## Goal
Present every line of the data below as a numbered list, skipping any blank lines.
'''
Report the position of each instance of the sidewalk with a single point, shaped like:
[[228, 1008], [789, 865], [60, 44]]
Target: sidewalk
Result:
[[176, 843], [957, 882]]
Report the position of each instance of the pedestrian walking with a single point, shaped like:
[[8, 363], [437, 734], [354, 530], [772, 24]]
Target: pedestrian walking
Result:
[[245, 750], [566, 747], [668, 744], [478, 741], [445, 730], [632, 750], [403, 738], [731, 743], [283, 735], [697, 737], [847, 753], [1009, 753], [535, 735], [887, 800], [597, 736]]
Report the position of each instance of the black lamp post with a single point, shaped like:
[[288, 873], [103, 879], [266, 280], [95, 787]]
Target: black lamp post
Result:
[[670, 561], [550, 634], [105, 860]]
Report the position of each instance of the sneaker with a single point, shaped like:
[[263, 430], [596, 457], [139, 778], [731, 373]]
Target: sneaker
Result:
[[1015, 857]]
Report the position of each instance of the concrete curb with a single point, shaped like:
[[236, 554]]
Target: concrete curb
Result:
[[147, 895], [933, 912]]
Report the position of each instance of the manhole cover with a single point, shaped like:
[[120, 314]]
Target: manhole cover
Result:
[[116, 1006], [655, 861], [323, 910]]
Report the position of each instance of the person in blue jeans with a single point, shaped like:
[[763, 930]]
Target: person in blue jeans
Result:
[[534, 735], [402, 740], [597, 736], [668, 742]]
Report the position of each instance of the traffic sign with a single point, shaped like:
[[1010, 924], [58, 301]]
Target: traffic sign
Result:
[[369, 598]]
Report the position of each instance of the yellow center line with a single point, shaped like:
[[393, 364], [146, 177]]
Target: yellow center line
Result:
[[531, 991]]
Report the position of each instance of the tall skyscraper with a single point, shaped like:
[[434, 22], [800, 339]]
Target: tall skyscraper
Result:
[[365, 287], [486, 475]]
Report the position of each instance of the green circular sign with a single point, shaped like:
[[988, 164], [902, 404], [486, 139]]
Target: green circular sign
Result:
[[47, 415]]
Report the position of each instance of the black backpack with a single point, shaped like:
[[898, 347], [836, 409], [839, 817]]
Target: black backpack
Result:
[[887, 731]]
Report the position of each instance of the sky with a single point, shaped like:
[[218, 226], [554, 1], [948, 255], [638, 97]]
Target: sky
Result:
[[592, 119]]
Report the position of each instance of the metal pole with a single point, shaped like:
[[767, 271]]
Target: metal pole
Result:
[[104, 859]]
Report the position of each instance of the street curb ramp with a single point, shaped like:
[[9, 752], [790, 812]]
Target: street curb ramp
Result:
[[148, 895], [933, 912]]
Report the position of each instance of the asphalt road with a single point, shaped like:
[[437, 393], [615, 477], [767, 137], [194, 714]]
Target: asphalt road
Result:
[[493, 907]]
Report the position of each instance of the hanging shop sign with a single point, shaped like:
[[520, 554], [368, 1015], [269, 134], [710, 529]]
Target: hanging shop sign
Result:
'''
## In response
1. Report the position of each instance of the sidewalk with a single point, shaped like:
2. [[228, 1008], [789, 865], [60, 44]]
3. Target: sidewalk
4. Result:
5. [[176, 843], [957, 882]]
6. Report the position of each instance of the pedestrian walking with a single point, shaped like:
7. [[8, 363], [437, 734], [354, 530], [772, 24]]
8. Target: pedestrian walking
9. Result:
10. [[245, 750], [566, 747], [668, 744], [478, 741], [445, 730], [632, 750], [403, 738], [731, 743], [283, 735], [697, 737], [847, 753], [1009, 753], [535, 735], [887, 800], [597, 736]]
11. Report the position of each instance of the black lamp post with a single point, shaped like:
12. [[288, 873], [103, 879], [266, 280], [95, 787]]
13. Target: black lamp post
14. Result:
15. [[670, 561], [550, 634], [105, 860]]
16. Report the position of each instance of the sneaker with a single point, shaped like:
17. [[263, 430], [596, 457], [139, 778], [731, 373]]
18. Target: sneaker
19. Result:
20. [[1015, 857]]
21. Report the position of each instance of the concrete curb with a single point, shaped like:
22. [[236, 554]]
23. Target: concrete curb
24. Result:
25. [[147, 895], [933, 912]]
26. Report the position of each instance of the manhole cover with a single point, shaped like:
27. [[120, 314]]
28. Target: manhole cover
29. Result:
30. [[116, 1006], [655, 861], [323, 910]]
31. Report the position of each instance of the person in blue jeans with a single point, shaped like:
32. [[763, 930]]
33. Target: person in blue jeans
34. Result:
35. [[534, 735], [402, 740], [597, 736], [668, 742]]
36. Report the position of each instance of the traffic sign with a single point, shaped like:
37. [[1010, 924], [58, 301]]
38. Target: traffic sign
39. Result:
40. [[369, 598]]
41. Report the position of each instance of the yellow center line with a single point, shaped like:
42. [[393, 364], [146, 177]]
43. Target: yellow center line
44. Result:
45. [[531, 991]]
46. Report the position of each instance of the tall skyscraper with a single point, shaped like:
47. [[434, 22], [800, 339]]
48. Target: tall skyscraper
49. Result:
50. [[365, 287], [486, 475]]
51. Report the position of each instance of the green circular sign with a single point, shaped like:
52. [[988, 164], [902, 404], [486, 139]]
53. Target: green circular sign
54. Result:
55. [[47, 415]]
56. Report the position of each instance of the black backpack with a single point, shaped like:
57. [[898, 347], [836, 409], [839, 817]]
58. Target: black backpack
59. Result:
60. [[887, 731]]
61. Report the position of each instance of the sky with a single point, shaped like:
62. [[218, 226], [554, 1], [948, 255], [638, 97]]
63. Target: sky
64. Result:
65. [[592, 119]]
66. Report the position of each instance of the metal pole with a single point, shaped like:
67. [[767, 271]]
68. Target: metal pole
69. Result:
70. [[104, 859]]
71. Report the position of each instance of the street curb ramp with a single point, shaped like:
72. [[9, 752], [790, 812]]
73. Target: street curb ramp
74. Result:
75. [[148, 895], [933, 912]]
76. Report the position of each instance of the asphalt road with a single point, shaped like:
77. [[437, 393], [615, 477], [767, 137], [194, 714]]
78. Target: asphalt road
79. Result:
80. [[493, 907]]
81. Report the position of each instance of the hanging shop sign with a single point, shaped like:
82. [[520, 554], [368, 1015], [269, 134], [710, 529]]
83. Target: hanging shop sign
84. Result:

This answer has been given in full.